[START RECORDS PROVIDED]
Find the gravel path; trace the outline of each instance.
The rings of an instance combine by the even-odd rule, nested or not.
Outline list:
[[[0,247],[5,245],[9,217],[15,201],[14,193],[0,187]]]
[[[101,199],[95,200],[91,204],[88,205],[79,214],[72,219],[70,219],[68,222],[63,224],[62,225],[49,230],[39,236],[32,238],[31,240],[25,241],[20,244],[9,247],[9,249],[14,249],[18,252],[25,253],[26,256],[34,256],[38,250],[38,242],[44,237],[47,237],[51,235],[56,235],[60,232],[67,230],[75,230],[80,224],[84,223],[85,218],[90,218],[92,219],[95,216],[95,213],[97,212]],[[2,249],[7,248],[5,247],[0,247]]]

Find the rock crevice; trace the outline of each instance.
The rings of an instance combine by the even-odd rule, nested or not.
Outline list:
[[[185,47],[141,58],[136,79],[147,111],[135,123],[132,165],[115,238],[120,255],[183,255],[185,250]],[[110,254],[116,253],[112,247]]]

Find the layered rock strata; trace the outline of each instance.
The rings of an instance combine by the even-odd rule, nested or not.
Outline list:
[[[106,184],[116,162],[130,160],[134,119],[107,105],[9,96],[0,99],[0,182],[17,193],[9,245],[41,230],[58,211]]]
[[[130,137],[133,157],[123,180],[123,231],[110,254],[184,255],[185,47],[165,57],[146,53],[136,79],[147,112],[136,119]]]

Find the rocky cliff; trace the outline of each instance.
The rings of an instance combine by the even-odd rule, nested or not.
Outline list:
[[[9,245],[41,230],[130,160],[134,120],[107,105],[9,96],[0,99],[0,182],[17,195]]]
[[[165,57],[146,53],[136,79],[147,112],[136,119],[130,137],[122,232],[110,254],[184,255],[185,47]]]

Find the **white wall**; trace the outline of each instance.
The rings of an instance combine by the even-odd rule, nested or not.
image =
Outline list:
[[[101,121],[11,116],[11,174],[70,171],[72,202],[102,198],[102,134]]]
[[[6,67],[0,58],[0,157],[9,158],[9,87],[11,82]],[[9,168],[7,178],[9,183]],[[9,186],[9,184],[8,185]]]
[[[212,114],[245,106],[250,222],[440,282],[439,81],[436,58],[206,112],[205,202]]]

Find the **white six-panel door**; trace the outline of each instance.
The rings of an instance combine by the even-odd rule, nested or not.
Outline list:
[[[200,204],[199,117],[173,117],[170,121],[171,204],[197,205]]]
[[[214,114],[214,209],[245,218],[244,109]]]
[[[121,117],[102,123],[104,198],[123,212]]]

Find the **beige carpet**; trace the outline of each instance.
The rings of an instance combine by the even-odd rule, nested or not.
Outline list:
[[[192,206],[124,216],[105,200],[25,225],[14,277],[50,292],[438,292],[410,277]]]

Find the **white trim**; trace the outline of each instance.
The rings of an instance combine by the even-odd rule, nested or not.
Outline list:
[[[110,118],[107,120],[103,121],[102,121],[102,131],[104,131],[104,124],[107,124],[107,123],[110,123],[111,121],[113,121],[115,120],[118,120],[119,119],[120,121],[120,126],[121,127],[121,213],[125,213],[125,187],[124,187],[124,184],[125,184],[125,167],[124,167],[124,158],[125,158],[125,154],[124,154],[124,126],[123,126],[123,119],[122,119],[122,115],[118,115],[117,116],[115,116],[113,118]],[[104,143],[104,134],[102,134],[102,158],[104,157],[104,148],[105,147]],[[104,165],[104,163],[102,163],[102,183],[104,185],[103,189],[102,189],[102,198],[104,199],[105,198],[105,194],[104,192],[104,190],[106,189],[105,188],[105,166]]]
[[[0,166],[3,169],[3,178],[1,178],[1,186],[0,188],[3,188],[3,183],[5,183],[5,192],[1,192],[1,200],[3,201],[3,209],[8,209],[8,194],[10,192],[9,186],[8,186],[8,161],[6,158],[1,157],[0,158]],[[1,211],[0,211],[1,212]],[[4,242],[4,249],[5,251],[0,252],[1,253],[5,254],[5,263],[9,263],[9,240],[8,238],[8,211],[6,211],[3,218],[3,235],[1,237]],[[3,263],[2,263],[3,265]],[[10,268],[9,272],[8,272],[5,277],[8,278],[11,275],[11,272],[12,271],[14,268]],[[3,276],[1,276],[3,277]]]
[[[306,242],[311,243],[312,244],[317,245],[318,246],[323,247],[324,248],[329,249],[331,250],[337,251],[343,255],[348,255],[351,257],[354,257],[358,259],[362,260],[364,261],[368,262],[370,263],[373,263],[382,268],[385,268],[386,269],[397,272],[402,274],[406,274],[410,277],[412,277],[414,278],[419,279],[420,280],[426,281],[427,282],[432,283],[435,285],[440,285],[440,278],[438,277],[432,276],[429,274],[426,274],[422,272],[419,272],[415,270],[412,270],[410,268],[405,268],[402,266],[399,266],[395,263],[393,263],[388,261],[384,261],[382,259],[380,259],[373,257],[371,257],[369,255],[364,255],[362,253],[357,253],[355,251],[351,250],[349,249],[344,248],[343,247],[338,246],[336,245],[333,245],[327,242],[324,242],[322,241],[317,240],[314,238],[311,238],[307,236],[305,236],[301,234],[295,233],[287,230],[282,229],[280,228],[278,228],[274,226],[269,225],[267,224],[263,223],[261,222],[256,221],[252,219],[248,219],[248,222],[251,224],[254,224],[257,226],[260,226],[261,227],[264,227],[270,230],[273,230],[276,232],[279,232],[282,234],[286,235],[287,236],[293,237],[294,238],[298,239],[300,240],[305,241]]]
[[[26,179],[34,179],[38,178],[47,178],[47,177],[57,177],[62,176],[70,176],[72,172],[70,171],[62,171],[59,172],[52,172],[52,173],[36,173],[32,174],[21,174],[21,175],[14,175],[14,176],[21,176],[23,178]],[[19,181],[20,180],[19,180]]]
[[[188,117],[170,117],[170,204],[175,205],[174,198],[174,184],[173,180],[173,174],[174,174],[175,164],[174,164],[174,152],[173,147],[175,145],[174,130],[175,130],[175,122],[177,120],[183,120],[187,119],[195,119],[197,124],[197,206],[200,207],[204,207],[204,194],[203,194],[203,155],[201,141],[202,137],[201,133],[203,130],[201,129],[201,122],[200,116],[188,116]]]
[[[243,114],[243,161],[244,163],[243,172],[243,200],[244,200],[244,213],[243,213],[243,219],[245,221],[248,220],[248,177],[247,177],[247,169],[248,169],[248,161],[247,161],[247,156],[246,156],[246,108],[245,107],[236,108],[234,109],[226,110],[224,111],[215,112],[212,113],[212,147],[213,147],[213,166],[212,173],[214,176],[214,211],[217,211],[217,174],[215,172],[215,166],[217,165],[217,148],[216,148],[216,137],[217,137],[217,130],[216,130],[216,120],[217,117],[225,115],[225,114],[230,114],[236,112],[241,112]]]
[END RECORDS PROVIDED]
* **EXERCISE GOAL**
Reproduce the listing above verbatim, from its first line through the line containing "[[[0,247],[5,245],[9,217],[15,201],[14,193],[0,187]]]", both included.

* **WRITTEN ANSWER**
Find the gravel path; trace the outline of each instance.
The rings of an instance combine by the even-odd rule, nested or not.
Outline list:
[[[0,247],[5,245],[9,217],[15,201],[14,193],[0,187]]]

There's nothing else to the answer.